Copy the entries below word for word, from the line with "like x=304, y=71." up to and including the line with "x=55, y=196".

(Image point annotation entries)

——

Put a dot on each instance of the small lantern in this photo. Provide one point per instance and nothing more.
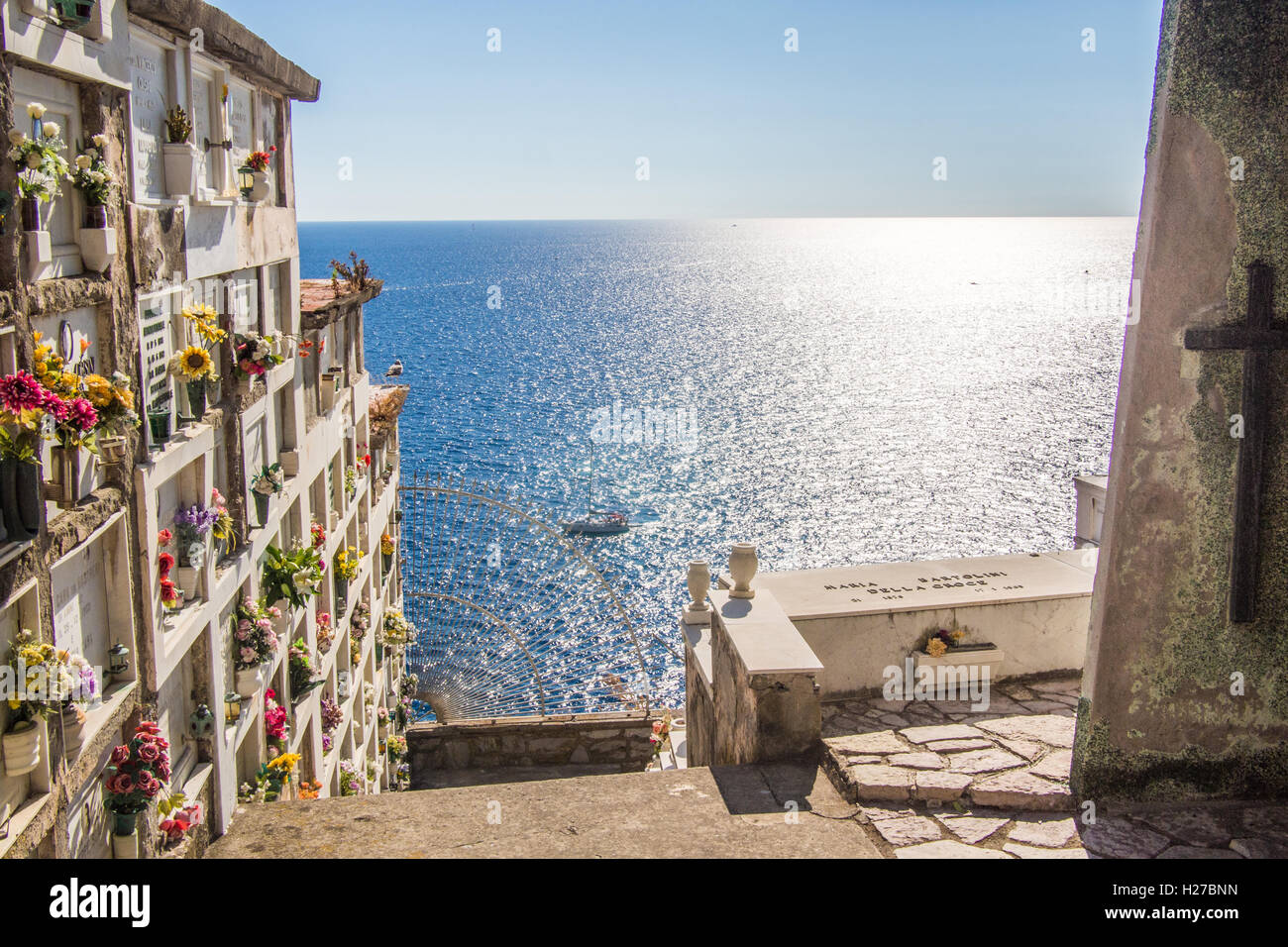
(117, 660)
(200, 722)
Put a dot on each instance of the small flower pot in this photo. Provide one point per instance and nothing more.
(181, 169)
(21, 749)
(72, 14)
(112, 450)
(250, 681)
(124, 822)
(98, 247)
(259, 189)
(31, 214)
(187, 578)
(261, 506)
(21, 499)
(159, 424)
(197, 399)
(73, 471)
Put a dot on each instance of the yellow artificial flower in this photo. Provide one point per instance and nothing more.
(194, 364)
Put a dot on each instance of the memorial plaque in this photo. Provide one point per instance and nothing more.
(241, 131)
(147, 107)
(78, 587)
(907, 586)
(202, 102)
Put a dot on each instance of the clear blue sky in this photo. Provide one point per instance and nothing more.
(552, 127)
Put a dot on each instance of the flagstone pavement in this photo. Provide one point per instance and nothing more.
(939, 780)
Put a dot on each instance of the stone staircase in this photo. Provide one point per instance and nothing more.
(722, 812)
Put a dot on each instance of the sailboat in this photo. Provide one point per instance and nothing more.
(596, 522)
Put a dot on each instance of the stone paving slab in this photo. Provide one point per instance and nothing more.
(1005, 791)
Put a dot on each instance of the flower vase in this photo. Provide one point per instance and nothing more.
(21, 499)
(21, 749)
(125, 845)
(124, 822)
(31, 214)
(197, 399)
(261, 506)
(159, 424)
(250, 681)
(73, 475)
(112, 450)
(185, 578)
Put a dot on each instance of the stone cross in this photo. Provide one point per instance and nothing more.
(1257, 338)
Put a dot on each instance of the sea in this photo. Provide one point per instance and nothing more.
(835, 390)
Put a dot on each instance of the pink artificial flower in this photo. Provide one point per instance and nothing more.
(21, 392)
(81, 415)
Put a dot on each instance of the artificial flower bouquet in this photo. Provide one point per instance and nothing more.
(93, 178)
(137, 771)
(294, 575)
(257, 354)
(347, 562)
(38, 157)
(254, 634)
(300, 667)
(269, 479)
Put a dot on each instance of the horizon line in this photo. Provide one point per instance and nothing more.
(700, 219)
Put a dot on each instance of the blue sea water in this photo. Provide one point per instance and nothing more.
(836, 390)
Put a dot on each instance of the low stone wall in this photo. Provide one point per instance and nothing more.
(618, 740)
(751, 684)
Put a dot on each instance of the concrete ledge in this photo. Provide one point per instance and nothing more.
(619, 740)
(764, 693)
(230, 40)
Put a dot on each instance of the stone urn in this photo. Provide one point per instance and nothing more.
(698, 611)
(21, 749)
(742, 569)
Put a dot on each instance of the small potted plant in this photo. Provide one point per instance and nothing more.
(137, 774)
(265, 484)
(256, 174)
(40, 169)
(40, 680)
(24, 402)
(114, 399)
(94, 180)
(347, 561)
(192, 528)
(72, 14)
(180, 157)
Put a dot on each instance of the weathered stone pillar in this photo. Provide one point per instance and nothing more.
(1184, 696)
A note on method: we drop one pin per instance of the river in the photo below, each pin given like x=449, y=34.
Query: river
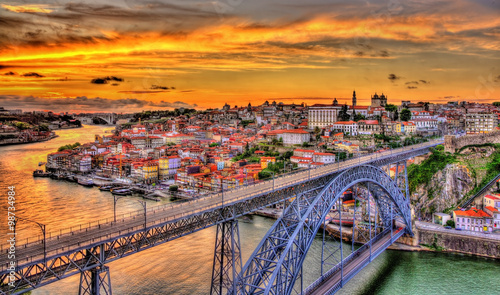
x=184, y=266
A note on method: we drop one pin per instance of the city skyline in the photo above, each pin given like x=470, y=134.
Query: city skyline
x=129, y=56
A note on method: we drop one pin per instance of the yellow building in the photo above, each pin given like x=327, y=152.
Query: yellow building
x=163, y=171
x=264, y=161
x=150, y=172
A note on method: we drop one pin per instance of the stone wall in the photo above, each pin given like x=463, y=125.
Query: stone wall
x=461, y=243
x=451, y=143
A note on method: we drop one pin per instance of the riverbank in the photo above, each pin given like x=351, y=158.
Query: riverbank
x=428, y=240
x=15, y=141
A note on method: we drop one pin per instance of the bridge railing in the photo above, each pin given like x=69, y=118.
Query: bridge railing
x=311, y=288
x=266, y=186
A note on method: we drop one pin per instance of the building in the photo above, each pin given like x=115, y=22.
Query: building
x=295, y=136
x=379, y=101
x=325, y=158
x=480, y=122
x=473, y=220
x=322, y=115
x=368, y=127
x=264, y=161
x=347, y=127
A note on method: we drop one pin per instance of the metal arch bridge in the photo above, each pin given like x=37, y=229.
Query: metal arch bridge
x=276, y=263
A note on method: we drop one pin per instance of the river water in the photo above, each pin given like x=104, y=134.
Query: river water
x=184, y=266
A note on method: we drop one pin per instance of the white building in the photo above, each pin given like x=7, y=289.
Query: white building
x=346, y=127
x=295, y=136
x=473, y=220
x=480, y=122
x=325, y=158
x=322, y=115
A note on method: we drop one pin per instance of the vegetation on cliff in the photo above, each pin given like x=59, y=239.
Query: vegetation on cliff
x=423, y=173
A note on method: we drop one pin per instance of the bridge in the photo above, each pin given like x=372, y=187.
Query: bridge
x=379, y=218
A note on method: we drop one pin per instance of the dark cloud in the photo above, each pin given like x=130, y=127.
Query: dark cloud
x=393, y=77
x=384, y=53
x=87, y=103
x=32, y=74
x=159, y=87
x=175, y=104
x=140, y=91
x=106, y=79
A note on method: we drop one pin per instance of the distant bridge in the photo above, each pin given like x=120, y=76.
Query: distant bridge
x=274, y=267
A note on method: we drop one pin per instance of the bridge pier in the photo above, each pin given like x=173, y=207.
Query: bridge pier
x=227, y=258
x=96, y=281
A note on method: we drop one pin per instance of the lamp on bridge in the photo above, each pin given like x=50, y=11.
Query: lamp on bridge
x=116, y=198
x=42, y=227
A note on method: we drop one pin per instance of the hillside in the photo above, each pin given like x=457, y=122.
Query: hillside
x=443, y=180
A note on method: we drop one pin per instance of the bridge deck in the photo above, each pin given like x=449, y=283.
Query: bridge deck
x=337, y=277
x=76, y=239
x=84, y=248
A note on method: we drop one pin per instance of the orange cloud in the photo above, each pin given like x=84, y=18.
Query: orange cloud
x=27, y=8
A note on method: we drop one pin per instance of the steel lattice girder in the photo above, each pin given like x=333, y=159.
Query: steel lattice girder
x=274, y=265
x=227, y=257
x=36, y=273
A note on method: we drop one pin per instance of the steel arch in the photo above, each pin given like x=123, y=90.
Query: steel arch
x=273, y=267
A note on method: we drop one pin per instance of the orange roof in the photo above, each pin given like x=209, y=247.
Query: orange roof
x=492, y=209
x=473, y=212
x=494, y=198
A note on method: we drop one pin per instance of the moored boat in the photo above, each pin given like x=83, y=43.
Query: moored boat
x=121, y=192
x=40, y=173
x=86, y=182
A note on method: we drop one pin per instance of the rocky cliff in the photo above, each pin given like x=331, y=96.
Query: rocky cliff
x=445, y=190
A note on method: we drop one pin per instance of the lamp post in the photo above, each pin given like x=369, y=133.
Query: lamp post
x=143, y=203
x=42, y=227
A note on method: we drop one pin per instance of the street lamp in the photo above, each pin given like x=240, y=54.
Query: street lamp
x=42, y=227
x=143, y=203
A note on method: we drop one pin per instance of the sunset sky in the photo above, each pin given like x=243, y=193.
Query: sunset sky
x=137, y=55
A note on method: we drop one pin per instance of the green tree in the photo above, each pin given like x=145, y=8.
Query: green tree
x=264, y=175
x=391, y=108
x=405, y=115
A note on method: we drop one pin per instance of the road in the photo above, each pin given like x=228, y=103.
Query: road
x=78, y=237
x=351, y=267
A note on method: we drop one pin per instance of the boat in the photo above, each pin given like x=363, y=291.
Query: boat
x=344, y=222
x=121, y=192
x=106, y=188
x=86, y=182
x=40, y=173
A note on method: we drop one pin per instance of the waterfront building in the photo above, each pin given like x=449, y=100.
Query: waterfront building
x=473, y=220
x=480, y=122
x=264, y=161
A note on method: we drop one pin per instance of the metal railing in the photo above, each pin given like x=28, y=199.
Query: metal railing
x=231, y=197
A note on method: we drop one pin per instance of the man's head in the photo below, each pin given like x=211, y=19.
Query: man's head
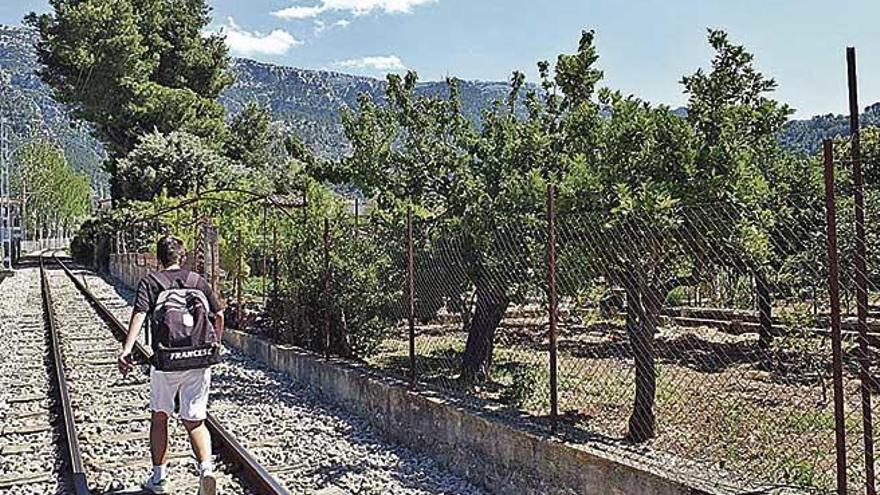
x=170, y=251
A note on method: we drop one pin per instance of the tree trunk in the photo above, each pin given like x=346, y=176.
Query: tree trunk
x=765, y=310
x=491, y=304
x=645, y=306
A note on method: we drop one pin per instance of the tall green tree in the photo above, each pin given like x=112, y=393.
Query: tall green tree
x=55, y=197
x=131, y=67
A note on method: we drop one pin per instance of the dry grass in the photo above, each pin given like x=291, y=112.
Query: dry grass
x=721, y=401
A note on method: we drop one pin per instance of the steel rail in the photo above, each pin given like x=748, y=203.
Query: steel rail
x=72, y=452
x=251, y=470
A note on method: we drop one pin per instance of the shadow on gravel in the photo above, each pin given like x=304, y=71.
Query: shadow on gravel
x=408, y=469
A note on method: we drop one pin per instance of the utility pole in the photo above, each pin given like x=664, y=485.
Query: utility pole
x=5, y=199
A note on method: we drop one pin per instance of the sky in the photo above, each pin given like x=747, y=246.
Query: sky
x=645, y=46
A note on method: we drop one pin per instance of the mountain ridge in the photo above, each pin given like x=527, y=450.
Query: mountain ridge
x=306, y=102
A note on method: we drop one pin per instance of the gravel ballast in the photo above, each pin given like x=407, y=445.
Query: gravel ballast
x=306, y=443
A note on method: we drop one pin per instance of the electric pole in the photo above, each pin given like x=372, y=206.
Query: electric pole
x=5, y=199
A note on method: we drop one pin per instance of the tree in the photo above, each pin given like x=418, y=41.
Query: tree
x=738, y=128
x=134, y=66
x=476, y=194
x=176, y=164
x=55, y=196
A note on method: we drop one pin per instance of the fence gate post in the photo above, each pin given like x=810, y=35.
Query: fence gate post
x=834, y=300
x=861, y=271
x=552, y=304
x=207, y=261
x=410, y=297
x=238, y=281
x=327, y=282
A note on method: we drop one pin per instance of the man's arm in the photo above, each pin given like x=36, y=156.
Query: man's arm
x=134, y=330
x=219, y=323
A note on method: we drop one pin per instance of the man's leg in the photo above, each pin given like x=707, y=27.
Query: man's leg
x=162, y=388
x=200, y=440
x=159, y=438
x=193, y=411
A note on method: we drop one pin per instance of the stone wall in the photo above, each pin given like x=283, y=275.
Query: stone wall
x=130, y=268
x=484, y=449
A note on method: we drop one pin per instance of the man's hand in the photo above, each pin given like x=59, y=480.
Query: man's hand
x=124, y=362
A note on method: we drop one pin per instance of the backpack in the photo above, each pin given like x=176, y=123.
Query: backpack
x=182, y=332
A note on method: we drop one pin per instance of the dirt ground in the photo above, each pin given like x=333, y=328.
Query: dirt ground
x=762, y=415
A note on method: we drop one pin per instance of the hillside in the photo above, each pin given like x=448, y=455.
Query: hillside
x=306, y=102
x=26, y=101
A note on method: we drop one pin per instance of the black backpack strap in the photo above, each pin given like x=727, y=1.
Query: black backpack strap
x=192, y=280
x=161, y=280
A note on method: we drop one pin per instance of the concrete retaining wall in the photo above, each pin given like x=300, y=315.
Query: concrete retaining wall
x=485, y=450
x=130, y=268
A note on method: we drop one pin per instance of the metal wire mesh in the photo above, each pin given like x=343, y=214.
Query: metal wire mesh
x=695, y=340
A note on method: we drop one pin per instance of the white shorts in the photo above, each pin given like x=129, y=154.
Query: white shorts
x=192, y=385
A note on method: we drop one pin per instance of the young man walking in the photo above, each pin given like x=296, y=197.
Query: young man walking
x=155, y=300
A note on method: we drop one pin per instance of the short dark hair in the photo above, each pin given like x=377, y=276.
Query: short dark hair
x=170, y=250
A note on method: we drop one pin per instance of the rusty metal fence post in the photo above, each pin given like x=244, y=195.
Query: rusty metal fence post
x=410, y=297
x=238, y=282
x=834, y=300
x=552, y=304
x=327, y=283
x=861, y=280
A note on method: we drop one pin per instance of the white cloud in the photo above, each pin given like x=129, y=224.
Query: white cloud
x=388, y=63
x=356, y=7
x=321, y=26
x=243, y=42
x=298, y=12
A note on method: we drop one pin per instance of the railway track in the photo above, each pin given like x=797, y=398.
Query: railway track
x=30, y=454
x=309, y=446
x=108, y=412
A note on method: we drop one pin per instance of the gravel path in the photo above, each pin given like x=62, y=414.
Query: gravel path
x=112, y=416
x=29, y=459
x=306, y=443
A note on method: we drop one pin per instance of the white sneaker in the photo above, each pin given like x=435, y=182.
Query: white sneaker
x=163, y=486
x=208, y=483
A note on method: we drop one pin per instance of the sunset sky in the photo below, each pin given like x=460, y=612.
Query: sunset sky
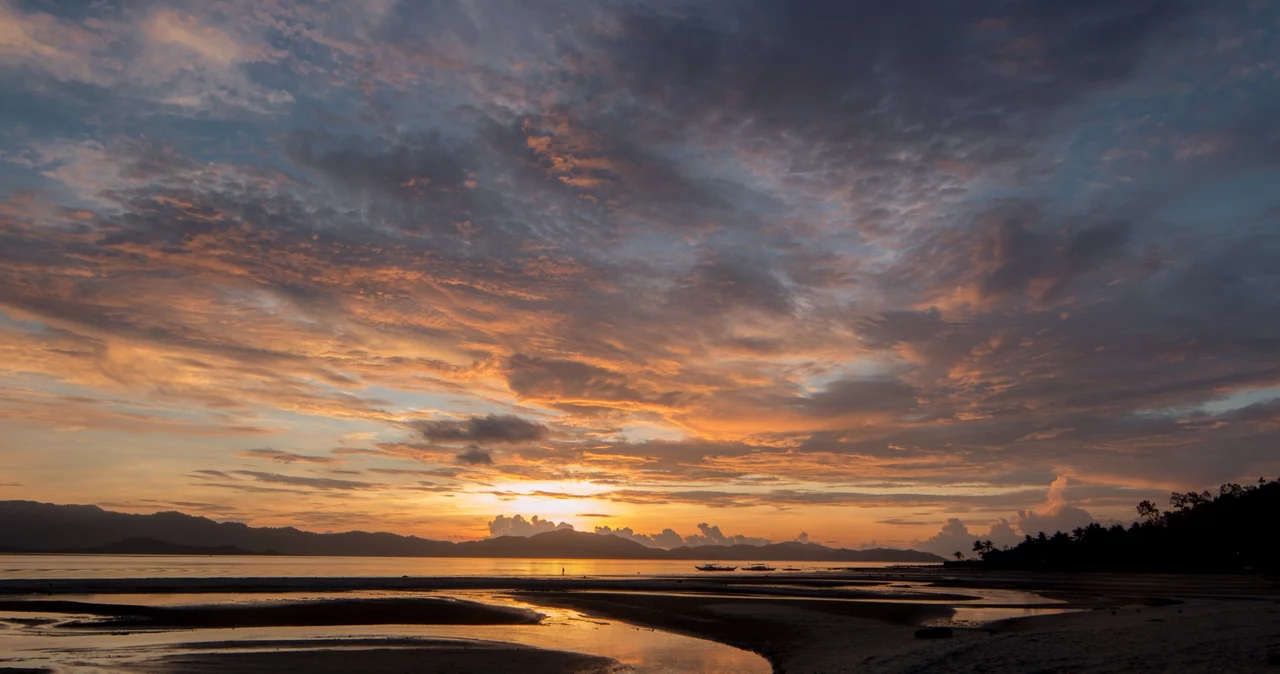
x=882, y=273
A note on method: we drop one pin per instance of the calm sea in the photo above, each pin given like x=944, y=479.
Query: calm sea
x=336, y=567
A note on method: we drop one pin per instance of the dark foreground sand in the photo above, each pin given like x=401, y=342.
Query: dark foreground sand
x=1125, y=629
x=334, y=611
x=417, y=656
x=1125, y=623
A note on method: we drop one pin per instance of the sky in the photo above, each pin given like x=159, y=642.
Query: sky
x=860, y=273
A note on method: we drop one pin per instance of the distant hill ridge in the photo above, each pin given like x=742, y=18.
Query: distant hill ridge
x=31, y=526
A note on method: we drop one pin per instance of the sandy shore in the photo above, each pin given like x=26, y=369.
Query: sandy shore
x=1130, y=623
x=1124, y=624
x=403, y=656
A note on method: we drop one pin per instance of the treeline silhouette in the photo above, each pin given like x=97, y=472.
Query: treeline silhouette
x=1238, y=530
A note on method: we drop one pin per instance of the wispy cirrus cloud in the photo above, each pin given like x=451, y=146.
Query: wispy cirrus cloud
x=732, y=255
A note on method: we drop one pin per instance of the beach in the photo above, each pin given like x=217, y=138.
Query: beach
x=849, y=620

——

# Task response
A note on method: we drop one pin per instance of the shadow on gravel in the photo above, each pin given like x=304, y=71.
Query: shadow on gravel
x=408, y=469
A note on method: we drop one pin per instance of the utility pole in the photo above, each pin given like x=664, y=485.
Query: utility pole
x=5, y=199
A note on method: we drop one pin per instance of the sky in the photo above, each pin given like x=747, y=246.
Query: sky
x=645, y=46
A note on method: we drop one pin per instance of the mountain ridge in the photo above, each pin given like x=527, y=450.
Query: mountain ridge
x=306, y=102
A note on method: we drop one pin per instance of the gravel ballast in the photo above, each pin given like x=407, y=445.
Query: gravel ballast
x=306, y=443
A note on method: we drop one pin per instance of the electric pole in the photo above, each pin given like x=372, y=206.
Query: electric pole
x=5, y=199
A note on method: we drop one pin per instance of the tree in the photo above, each pin given like x=418, y=41.
Query: tree
x=738, y=128
x=134, y=66
x=476, y=194
x=176, y=164
x=55, y=196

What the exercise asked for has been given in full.